Task requirements =
Reproduce every line of the material below verbatim, leaving out the pictures.

Provided records =
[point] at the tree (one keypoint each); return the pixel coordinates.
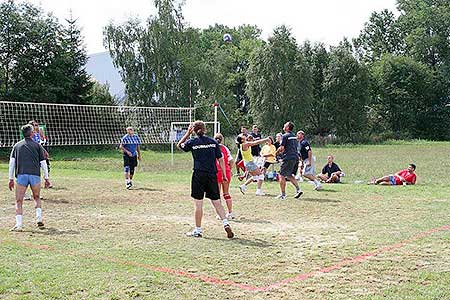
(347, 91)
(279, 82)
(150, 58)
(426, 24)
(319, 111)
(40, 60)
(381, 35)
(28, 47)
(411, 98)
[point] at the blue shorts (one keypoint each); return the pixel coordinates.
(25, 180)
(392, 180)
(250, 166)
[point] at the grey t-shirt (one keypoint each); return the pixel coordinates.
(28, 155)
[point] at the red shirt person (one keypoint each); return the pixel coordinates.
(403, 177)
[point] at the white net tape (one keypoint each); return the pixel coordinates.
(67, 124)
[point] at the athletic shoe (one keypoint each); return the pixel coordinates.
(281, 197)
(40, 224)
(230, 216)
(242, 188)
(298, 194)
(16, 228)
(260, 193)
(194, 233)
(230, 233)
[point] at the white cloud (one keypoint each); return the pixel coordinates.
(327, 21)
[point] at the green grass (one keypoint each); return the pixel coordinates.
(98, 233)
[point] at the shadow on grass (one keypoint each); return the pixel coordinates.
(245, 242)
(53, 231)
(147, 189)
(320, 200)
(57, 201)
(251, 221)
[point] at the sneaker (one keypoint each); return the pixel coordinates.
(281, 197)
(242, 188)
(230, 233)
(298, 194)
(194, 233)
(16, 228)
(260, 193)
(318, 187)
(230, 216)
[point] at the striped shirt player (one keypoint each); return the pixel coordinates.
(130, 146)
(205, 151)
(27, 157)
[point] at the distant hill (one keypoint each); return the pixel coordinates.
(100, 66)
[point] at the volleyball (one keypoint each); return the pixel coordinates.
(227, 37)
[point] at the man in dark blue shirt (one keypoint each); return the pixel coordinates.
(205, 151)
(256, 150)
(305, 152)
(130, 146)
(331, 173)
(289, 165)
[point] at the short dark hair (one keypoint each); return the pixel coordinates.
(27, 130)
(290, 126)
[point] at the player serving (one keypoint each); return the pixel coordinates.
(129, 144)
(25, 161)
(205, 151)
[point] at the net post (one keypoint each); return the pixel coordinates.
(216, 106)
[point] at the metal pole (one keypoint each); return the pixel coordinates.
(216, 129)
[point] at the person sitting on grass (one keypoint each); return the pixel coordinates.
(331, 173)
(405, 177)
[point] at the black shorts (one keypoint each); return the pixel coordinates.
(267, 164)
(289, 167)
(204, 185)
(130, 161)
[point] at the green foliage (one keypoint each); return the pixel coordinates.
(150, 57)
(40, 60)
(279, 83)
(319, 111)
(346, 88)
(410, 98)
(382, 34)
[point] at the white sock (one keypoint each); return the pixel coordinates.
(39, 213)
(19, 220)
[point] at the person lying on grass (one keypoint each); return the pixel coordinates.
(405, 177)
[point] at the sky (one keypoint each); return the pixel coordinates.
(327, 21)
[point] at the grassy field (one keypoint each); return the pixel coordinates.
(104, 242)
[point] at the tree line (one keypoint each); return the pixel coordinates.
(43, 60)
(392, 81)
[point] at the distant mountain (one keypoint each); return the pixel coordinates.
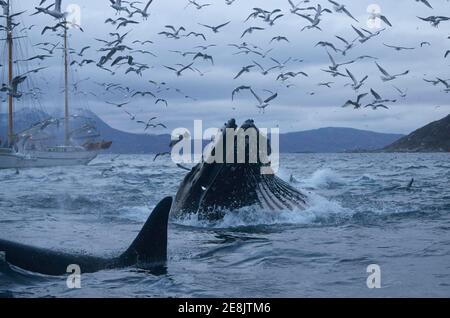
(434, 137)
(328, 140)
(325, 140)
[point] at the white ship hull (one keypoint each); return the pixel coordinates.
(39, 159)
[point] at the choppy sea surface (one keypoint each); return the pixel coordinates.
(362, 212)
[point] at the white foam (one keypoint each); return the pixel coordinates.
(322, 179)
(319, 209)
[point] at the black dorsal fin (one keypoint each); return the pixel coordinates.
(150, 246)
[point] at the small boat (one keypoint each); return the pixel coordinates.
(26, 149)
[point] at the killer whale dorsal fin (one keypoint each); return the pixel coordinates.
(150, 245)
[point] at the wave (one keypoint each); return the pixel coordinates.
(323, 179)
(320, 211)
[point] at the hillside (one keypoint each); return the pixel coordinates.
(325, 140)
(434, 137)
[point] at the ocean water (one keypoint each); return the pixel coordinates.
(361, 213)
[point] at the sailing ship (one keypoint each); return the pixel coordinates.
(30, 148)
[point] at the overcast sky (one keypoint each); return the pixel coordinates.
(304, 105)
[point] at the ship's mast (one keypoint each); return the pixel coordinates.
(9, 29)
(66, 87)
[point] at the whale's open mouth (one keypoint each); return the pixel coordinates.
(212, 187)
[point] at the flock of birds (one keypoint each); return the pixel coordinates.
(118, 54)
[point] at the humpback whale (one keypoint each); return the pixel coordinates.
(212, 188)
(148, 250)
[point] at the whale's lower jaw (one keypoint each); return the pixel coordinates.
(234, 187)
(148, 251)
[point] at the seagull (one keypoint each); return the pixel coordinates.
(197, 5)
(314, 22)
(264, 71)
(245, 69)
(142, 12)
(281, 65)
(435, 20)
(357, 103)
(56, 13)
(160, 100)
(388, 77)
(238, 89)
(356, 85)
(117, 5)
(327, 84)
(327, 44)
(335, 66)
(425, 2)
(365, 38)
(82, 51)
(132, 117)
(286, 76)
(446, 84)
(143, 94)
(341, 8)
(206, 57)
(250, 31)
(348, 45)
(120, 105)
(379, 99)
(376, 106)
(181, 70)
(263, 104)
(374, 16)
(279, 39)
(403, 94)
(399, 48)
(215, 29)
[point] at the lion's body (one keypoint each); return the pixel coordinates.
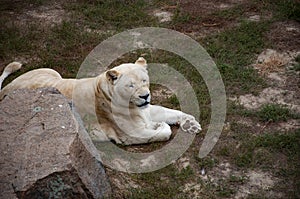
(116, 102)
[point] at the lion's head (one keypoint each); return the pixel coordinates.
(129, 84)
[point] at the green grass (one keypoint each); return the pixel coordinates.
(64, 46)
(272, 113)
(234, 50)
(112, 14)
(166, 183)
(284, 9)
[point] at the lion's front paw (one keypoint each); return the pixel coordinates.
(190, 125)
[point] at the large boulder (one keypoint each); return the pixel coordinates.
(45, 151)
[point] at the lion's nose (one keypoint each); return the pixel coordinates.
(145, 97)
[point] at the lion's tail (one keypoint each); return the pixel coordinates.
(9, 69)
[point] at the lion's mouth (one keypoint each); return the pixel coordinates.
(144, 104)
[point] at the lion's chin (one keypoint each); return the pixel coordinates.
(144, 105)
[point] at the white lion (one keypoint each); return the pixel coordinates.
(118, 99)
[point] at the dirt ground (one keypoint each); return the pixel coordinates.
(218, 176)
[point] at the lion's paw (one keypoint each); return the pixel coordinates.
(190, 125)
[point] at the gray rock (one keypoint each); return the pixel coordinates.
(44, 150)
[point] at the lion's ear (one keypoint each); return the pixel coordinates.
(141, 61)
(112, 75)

Completed task =
[point] at the tree (one keypoint each); return the pixel coordinates.
(347, 91)
(279, 82)
(150, 58)
(426, 24)
(319, 111)
(40, 60)
(381, 35)
(28, 47)
(411, 98)
[point] at the blue shorts (one keypoint each); return the pixel coordinates.
(25, 180)
(392, 180)
(250, 166)
[point] at the grey t-shirt (one keypoint each); return the pixel coordinates.
(28, 155)
[point] at the red shirt person (one keypoint each); return the pixel coordinates.
(403, 177)
[point] at the white net tape (one keypoint each); return the pixel coordinates.
(67, 124)
[point] at the athletic shoe (one keypoint each); return the pixel coordinates.
(281, 197)
(40, 224)
(230, 216)
(242, 188)
(298, 194)
(16, 228)
(260, 193)
(194, 233)
(230, 233)
[point] at the white cloud (one keypoint each); return the pixel coordinates.
(327, 21)
[point] at the green grass (one keypoint each); return the pixel coordinates.
(98, 233)
[point] at the shadow on grass (one keypoint each); return the pixel coordinates.
(245, 242)
(53, 231)
(147, 189)
(320, 200)
(57, 201)
(251, 221)
[point] at the sneaker (one keypoint each); return the pixel coordinates.
(281, 197)
(242, 188)
(230, 233)
(298, 194)
(194, 233)
(16, 228)
(260, 193)
(318, 187)
(230, 216)
[point] at the striped shirt player (one keypoint each); return the pixel coordinates.
(130, 146)
(205, 151)
(27, 157)
[point] at the distant hill (one keypoint each); return the pixel coordinates.
(100, 66)
[point] at the volleyball (one keypoint each); return the pixel coordinates.
(227, 37)
[point] at the man in dark blue shirt (one keypoint each); return the pixel coordinates.
(205, 151)
(256, 150)
(305, 152)
(130, 146)
(331, 173)
(289, 165)
[point] at the short dark hair (one keypoint each); return the pixel coordinates.
(27, 130)
(290, 126)
[point] at the player serving (one keypoint each); return the pixel coordinates.
(129, 144)
(25, 161)
(205, 151)
[point] at the net post (one keypoint each); return the pixel coordinates.
(216, 106)
[point] at the metal pole (one keypoint each); return the pixel coordinates.
(216, 129)
[point] at the person sitting on grass (one keypoint each); return the pixel coordinates.
(331, 173)
(405, 177)
[point] at the black shorts (one keypoint each); return the pixel coordinates.
(267, 164)
(289, 167)
(204, 185)
(130, 161)
[point] at the green foliage (one keypoint each); return the pixel coordinates.
(150, 57)
(40, 60)
(279, 83)
(319, 111)
(346, 88)
(410, 98)
(382, 34)
[point] at the white sock (one keypoint each); return the pixel coordinates.
(39, 213)
(19, 220)
[point] at the person lying on grass (one keypoint each); return the pixel coordinates.
(405, 177)
[point] at the sky (one keypoint each); return the pixel coordinates.
(327, 21)
[point] at the grassy field (one keypoint each); return the pixel coordinates.
(104, 242)
[point] at the tree line (one keypoint each); return the pixel coordinates.
(43, 60)
(392, 81)
[point] at the distant mountain (one keypoint each); return the pixel coordinates.
(434, 137)
(328, 140)
(325, 140)
[point] at the white ship hull (one keypoint each); return the pixel coordinates.
(39, 159)
[point] at the choppy sea surface (one keypoint each); return the pixel coordinates.
(362, 212)
[point] at the white foam (one keypoint each); return the pixel coordinates.
(322, 179)
(319, 209)
[point] at the black dorsal fin (one keypoint each); return the pixel coordinates.
(150, 246)
[point] at the small boat (one keypoint each); return the pixel coordinates.
(26, 149)
[point] at the killer whale dorsal fin (one keypoint each); return the pixel coordinates.
(150, 245)
[point] at the wave (one keypoint each); return the pixel coordinates.
(323, 179)
(320, 211)
[point] at the hillside (one keypoint each); return the pixel coordinates.
(325, 140)
(434, 137)
[point] at the ocean water (one keypoint each); return the pixel coordinates.
(361, 213)
[point] at the sailing ship (one keypoint each); return the pixel coordinates.
(30, 148)
[point] at the overcast sky (one keypoint each); return the pixel coordinates.
(304, 105)
[point] at the ship's mast (one keypoint each); return the pixel coordinates.
(9, 29)
(66, 87)
[point] at the whale's open mouth (one keypoint each); return the pixel coordinates.
(212, 187)
[point] at the flock of birds (one keypoint each); return the pixel coordinates.
(118, 54)
[point] at the humpback whale (one keypoint each); return the pixel coordinates.
(212, 188)
(148, 250)
[point] at the whale's lower jaw (one keypoint each); return the pixel coordinates.
(234, 187)
(148, 251)
[point] at the seagull (one keypoint each); return the pixel coordinates.
(197, 5)
(314, 22)
(264, 71)
(245, 69)
(142, 12)
(281, 65)
(435, 20)
(357, 103)
(56, 13)
(160, 100)
(388, 77)
(238, 89)
(356, 85)
(117, 5)
(327, 84)
(327, 44)
(335, 66)
(425, 2)
(365, 38)
(82, 51)
(132, 117)
(286, 76)
(446, 84)
(143, 94)
(341, 8)
(206, 57)
(250, 31)
(348, 45)
(120, 105)
(379, 99)
(376, 106)
(181, 70)
(263, 104)
(374, 16)
(279, 39)
(403, 94)
(399, 48)
(215, 29)
[point] at the lion's body (one keypoint each); return the pixel coordinates.
(116, 102)
[point] at the lion's head (one keypoint each); return the pixel coordinates.
(129, 84)
[point] at the green grass (one keypoint each); return the pixel coordinates.
(64, 46)
(272, 113)
(234, 50)
(112, 14)
(166, 183)
(284, 9)
[point] at the lion's front paw (one keypoint each); return the pixel coordinates.
(190, 125)
[point] at the large boulder (one keypoint each); return the pixel coordinates.
(45, 151)
[point] at the lion's nose (one keypoint each); return the pixel coordinates.
(145, 97)
[point] at the lion's tail (one keypoint each); return the pixel coordinates.
(9, 69)
[point] at the lion's mouth (one keypoint each); return the pixel coordinates.
(144, 104)
[point] at the lion's chin (one keypoint each); return the pixel coordinates.
(144, 105)
[point] at the white lion (one keypoint each); return the pixel coordinates.
(118, 99)
[point] at the dirt ground (one keypoint each); return the pixel coordinates.
(218, 176)
[point] at the lion's paw (one keypoint each); return the pixel coordinates.
(190, 125)
[point] at the gray rock (one keypoint each); return the pixel coordinates.
(44, 150)
[point] at the lion's ear (one keypoint each); return the pixel coordinates.
(141, 61)
(112, 75)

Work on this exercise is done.